Study text:
Since then, the arguments have flown back and forth, but in November 2016, FDA stood down, saying that it would put its plan on hold to regulate laboratory-developed tests, waiting instead for input from the new Presidential administration and the new Congress. The Association of Molecular Pathologists, AMP, applauded the retreat in 2016. “AMP believes this decision is in the best interest of patients, healthcare providers, and the entire field of molecular pathology,” the group wrote in a November 2016 statement.
COVID-19 Timing, Implications
This week’s announcement, though, is couched not in terms of the historic LDT debate but related to COVID-19: “As part of HHS's ongoing department-wide review of regulatory flexibilities enacted since the start of COVID-19, the department has determined that the Food and Drug Administration ("FDA") will not require premarket review of laboratory developed tests ("LDT") absent notice-and-comment rulemaking, as opposed to through guidance documents, compliance manuals, website statements, or other informal issuances.”

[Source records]
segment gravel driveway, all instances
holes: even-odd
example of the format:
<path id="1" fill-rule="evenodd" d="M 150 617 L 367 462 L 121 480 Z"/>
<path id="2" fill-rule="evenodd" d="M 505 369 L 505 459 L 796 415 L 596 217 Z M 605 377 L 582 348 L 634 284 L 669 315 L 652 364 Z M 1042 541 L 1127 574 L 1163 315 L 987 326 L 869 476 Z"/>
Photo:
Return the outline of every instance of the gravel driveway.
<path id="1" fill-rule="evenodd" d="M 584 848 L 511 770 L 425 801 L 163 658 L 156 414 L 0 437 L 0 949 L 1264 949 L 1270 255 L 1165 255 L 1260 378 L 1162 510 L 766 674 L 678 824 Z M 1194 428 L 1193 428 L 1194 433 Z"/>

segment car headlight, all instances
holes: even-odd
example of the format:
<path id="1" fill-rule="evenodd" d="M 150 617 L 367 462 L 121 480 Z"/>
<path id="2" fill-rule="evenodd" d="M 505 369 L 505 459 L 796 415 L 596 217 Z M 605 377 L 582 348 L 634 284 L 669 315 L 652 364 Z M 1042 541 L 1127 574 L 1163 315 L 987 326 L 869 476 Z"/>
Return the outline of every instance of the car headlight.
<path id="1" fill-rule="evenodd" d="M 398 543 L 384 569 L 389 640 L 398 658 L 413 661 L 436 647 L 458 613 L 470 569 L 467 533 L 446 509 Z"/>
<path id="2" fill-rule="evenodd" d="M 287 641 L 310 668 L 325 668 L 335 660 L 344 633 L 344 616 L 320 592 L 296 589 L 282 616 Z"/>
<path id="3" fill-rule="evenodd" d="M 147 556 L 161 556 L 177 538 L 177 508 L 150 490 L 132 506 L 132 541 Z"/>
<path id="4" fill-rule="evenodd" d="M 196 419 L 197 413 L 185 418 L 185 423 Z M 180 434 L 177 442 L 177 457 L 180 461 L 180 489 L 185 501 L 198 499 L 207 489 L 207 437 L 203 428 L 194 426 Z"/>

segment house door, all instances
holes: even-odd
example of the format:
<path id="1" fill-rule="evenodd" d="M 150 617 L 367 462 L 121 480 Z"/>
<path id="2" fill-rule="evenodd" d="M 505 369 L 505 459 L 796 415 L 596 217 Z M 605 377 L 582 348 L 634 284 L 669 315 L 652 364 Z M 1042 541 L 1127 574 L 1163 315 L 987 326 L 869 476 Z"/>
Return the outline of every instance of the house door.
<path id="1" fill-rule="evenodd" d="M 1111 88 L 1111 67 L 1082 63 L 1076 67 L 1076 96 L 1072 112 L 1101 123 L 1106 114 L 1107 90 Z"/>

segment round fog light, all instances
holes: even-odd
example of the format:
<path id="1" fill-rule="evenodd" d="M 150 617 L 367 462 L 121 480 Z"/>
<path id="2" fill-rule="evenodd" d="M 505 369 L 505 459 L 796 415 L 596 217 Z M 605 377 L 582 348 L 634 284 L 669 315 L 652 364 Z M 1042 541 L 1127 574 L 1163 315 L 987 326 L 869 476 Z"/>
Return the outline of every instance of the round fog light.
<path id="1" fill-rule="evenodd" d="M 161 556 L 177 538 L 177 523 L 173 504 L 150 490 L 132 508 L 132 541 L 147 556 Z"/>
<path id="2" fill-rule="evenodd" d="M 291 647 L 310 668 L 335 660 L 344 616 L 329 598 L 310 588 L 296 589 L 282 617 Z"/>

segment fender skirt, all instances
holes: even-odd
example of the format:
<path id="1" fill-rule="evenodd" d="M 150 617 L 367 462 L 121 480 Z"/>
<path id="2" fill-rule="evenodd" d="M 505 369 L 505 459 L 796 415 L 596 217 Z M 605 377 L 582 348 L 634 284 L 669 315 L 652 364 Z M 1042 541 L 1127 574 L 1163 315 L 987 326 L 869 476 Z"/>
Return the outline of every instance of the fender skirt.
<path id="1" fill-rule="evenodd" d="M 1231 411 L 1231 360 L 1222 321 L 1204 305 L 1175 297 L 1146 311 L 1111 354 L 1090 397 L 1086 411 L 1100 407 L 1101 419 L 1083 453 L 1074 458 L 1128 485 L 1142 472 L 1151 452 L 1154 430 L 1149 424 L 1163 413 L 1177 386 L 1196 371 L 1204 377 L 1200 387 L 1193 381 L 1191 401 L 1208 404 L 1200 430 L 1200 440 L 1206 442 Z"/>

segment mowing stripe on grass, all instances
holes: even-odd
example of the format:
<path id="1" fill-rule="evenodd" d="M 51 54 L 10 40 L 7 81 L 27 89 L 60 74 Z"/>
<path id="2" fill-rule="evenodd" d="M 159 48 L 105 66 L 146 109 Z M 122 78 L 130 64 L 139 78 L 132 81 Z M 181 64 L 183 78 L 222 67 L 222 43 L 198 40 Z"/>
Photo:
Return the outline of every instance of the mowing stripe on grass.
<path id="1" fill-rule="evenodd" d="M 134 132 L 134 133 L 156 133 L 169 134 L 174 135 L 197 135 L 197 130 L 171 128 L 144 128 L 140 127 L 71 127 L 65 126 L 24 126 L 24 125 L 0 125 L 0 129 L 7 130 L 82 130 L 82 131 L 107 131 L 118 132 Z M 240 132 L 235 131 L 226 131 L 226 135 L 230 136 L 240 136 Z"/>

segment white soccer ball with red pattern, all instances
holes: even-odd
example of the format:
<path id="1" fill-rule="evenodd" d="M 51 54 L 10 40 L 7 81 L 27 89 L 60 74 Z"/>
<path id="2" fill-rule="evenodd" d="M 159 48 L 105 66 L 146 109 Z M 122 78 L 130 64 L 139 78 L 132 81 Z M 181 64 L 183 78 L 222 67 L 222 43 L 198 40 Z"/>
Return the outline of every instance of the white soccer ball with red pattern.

Your tasks:
(a) Answer these questions from the text on FDA regulation of laboratory-developed tests:
(i) In what month and year did FDA put its plan to regulate laboratory-developed tests on hold?
(ii) Which group applauded that decision?
(iii) Under this week's announcement, what will FDA not require absent notice-and-comment rulemaking?
(b) Extend the text on FDA regulation of laboratory-developed tests, starting after its last sentence.
The records were taken from a separate source.

Answers for this exercise:
(a)
(i) November 2016
(ii) The Association of Molecular Pathologists (AMP)
(iii) Premarket review of laboratory developed tests (LDTs)

(b)
The “Rescission of Guidances” is tied specifically to two Executive Orders, one from before the pandemic, 13771 (Executive Order on Reducing Regulation and Controlling Regulatory Costs published January 30, 2017), and one focused on economic recovery during the pandemic 13924 (Executive Order on Regulatory Relief to Support Economic Recovery published May 19, 2020).
The ruling would relate to all LDTs, not just COVID-19 tests, and senior administration officials told POLITICO that the policy is not specifically aimed at relaxing rules for coronavirus testing. But the timing is worrying for some during a pandemic plagued with testing issues.
According to the HHS change posted on Wednesday, any lab seeking an emergency use authorization (EUA) for an LDT can still voluntarily submit a premarket approval application to FDA, but it is no longer required. Those with an active EUA to use an LDT to detect the virus causing COVID-19 or its antibodies are unaffected by this announcement.
The EUA designation was introduced in 2017 as way for FDA to facilitate availability and unapproved uses of medical countermeasures needed to sustain and strengthen national preparedness for public health, military, and domestic emergencies involving chemical, biological, radiological, and nuclear agents.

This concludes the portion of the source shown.